An engineer who is interested in data science and machine learning can spend time learning TensorFlow or Spark — there are countless tutorials online.
Building an entire prototype and deploying it to Digital Ocean or Heroku is a satisfying experience — especially after spending several years on the software assembly line, understanding only small parts of an application.
The first time you type in the URL of a webapp that you built and deployed entirely yourself will provide a rush that no six-figure programming job can provide.
With enough practice, building your own software becomes easy. The challenge then becomes what to build.
After acquiring fresh skills and learning to prototype, it is easier to dream up new product ideas without the self-doubt that you won’t be able to bring such a product to market.
Once you have the requisite skills to build a software product, what do you build?
Much has been written about the brainstorming process. Paul Graham essays and books like The Lean Startup are useful guides to thinking up an idea for software that generates money.
After spending a long time in a large corporation, your ability to think up fresh ideas might have become weak. As a programmer trying to think up new ideas, it is easy to become discouraged and think that everything has been invented already.
One strategy for overcoming this mental atrophy is to look at the giant markets that would be too big to capture even if all of the programmers in the world pursued them at once.
“Machine learning + X” is one of the safest routes to take if you are building a software business and don’t know where to begin. As futurist Kevin Kelly says, “The business plans of the next 10,000 startups are easy to forecast: Take X and add AI.”
Every business needs machine learning applications in the same way that every business needed a web site in the 90’s. At the same time, most developers are afraid of machine learning because it sounds intimidating.
When developers try out the available machine learning tools, they find scikit-learn to be as accommodating as Ruby on Rails is for web development.
Even if you build a machine learning product that nobody needs, you will have to learn machine learning in order to do that. If your first product fails, you might be able to reuse some of the code in your next machine learning product.
Hardware is another field with wide opportunity. Like machine learning, hardware also sounds harder than it is (“hard” is even in the name).
Just as Spark and scikit-learn are simplifying machine learning, cheap hardware like Tessel and friendly software frameworks like Johnny-Five are simplifying hardware prototyping.
IoT is the place to start for new hardware developers. Every major cloud provider and chip producer is investing heavily in IoT. Since giant companies are competing to provide the best IoT platform, individual developers can take advantage of that competition.
For the developer, everything is cheap. Companies like GE, Amazon, and Microsoft are fighting to capture market share, and they are willing to lose plenty of money bringing developers onto their platform.
Common customers for IoT products are factories, farms, warehouses, and other industrial businesses. These sectors also have huge piles of money to spend, and they are becoming more tech-savvy and willing to experiment with new hardware.
Regardless of what product you build, every enterprising software engineer should keep in mind one fundamental trend: the biggest pair of economic forces working in your favor are cloud computing on the supply side and small devices on the demand side.
Small devices like mobile phones and IoT need new, unique applications. Customers will pay money for these. Cloud computing means that providing those applications to the end user is cheap.
This trend will impact whatever area of technology you decide to work on in some way.
In developing countries, the demand for unique smartphone apps is even more acute than it is in the developed world because consumers in developing countries often do not have a laptop or desktop computer. The only computer they have is a smart phone.
☆ ☆ ☆ ☆ ☆
▶ **PROMPT A**
Which companies does the essay on choosing a software product name as fighting to capture market share?
▶ **PROMPT B**
According to the essay on choosing a software product, what is the only computer many consumers in developing countries have?
▶ **PROMPT C**
Carry the essay on choosing a software product forward from the point where it stops.

▶ **Object point labels**
☆ ☆ ☆ ☆ ☆
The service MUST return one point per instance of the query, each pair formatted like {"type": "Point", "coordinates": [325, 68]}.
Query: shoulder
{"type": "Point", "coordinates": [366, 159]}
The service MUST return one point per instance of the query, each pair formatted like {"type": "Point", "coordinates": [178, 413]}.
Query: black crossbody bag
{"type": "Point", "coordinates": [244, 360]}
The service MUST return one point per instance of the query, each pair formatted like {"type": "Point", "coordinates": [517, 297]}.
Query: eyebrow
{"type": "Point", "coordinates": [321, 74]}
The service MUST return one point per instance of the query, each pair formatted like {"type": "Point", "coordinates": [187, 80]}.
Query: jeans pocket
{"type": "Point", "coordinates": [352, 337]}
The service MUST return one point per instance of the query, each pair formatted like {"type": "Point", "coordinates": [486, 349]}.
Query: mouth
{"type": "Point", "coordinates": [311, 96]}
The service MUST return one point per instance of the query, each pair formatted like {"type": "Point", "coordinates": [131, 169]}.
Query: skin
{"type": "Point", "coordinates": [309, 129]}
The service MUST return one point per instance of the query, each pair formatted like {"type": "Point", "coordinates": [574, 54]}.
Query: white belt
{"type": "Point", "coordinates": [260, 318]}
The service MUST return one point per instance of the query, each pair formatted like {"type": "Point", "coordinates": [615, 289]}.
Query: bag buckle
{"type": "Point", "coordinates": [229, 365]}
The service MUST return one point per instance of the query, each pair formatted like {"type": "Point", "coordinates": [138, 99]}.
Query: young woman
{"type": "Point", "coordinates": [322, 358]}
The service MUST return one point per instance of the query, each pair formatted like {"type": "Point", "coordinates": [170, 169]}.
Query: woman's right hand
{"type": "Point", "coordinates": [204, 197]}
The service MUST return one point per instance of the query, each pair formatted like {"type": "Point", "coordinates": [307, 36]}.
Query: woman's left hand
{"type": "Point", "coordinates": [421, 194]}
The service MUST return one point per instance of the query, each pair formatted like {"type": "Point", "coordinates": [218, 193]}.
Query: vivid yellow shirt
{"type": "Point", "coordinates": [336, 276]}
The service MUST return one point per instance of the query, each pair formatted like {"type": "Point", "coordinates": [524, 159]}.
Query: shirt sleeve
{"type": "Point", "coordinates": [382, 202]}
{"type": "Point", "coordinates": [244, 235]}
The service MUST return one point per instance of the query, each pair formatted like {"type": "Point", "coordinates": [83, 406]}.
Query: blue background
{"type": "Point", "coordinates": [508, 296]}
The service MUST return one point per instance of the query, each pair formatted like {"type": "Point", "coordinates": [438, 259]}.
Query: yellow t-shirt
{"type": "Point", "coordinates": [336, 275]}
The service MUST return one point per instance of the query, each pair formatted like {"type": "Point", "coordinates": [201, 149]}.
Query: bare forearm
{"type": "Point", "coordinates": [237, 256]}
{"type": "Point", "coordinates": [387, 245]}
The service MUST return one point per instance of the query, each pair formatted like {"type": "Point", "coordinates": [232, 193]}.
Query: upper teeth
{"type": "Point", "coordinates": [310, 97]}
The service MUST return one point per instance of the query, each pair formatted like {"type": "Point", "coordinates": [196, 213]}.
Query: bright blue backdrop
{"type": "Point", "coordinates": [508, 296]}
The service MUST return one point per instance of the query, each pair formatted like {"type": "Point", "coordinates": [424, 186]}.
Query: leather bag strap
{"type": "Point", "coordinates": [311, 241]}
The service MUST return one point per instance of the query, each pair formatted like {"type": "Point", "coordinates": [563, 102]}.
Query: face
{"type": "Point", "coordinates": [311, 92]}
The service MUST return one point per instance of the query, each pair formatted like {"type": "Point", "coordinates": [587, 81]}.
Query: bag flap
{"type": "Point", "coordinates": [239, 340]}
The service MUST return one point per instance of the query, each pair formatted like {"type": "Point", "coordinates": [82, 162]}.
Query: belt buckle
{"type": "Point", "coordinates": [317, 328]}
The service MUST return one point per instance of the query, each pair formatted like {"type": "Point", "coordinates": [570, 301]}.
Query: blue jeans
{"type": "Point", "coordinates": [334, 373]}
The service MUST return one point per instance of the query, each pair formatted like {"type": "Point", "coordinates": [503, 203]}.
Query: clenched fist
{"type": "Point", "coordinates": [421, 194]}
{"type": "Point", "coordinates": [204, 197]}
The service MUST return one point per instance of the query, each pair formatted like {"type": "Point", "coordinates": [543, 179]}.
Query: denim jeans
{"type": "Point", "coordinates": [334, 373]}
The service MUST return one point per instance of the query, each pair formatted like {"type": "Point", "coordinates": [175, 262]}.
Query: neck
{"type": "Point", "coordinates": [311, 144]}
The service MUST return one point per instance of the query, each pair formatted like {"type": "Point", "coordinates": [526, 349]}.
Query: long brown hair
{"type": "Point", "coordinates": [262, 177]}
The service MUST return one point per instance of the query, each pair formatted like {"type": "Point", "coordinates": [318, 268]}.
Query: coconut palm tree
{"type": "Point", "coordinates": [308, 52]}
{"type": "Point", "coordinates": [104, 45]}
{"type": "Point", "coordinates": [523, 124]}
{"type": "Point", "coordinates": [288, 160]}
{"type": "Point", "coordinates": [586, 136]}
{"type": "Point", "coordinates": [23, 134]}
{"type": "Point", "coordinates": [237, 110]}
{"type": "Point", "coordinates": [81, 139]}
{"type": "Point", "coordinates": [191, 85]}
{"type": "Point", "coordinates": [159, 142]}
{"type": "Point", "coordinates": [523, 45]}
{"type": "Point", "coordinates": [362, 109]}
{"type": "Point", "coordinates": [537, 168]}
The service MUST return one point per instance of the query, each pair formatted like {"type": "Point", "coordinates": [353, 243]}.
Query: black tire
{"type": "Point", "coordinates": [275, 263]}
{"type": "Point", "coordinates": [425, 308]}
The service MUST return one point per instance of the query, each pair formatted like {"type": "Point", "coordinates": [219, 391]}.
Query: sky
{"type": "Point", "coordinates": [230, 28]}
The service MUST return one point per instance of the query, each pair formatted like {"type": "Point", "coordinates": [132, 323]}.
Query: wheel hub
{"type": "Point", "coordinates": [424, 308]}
☆ ☆ ☆ ☆ ☆
▶ **WRITTEN ANSWER A**
GE, Amazon, Microsoft

▶ **WRITTEN ANSWER B**
A smartphone.

▶ **WRITTEN ANSWER C**
Today, many developing countries have poor connectivity, which makes the demands of consumers different from developed countries. These places are less saturated with technologists, so they are ripe for people looking to study the local markets and understand the pain points of consumers.
There are plenty of other burgeoning sectors — the gig economy, virtual reality, Docker, cryptocurrencies. After studying any one of these sectors in detail, it becomes clear how much technological growth can be realized in the next few years, and how few people are putting themselves in a position to capture it.
The hardest battle to fight here is understanding that you should build something. Once you internalize that fact and acquire the necessary skills to prototype, the process of building is a fun exploration, even if you fail along the way.
Now that we have discussed how to build an assembly line, let’s address some counterarguments that favor being a commodity employee of a large corporation.
The compensation counterargument: corporations pay lots of money
The average employee realizes a small fraction of the value created by her work.
Most of the money goes to the people who created the assembly line, not the people who maintain it and build on top of it. Clearly, individuals who create an assembly line are rewarded more handsomely.
The loyalty counterargument: someone has to do this work!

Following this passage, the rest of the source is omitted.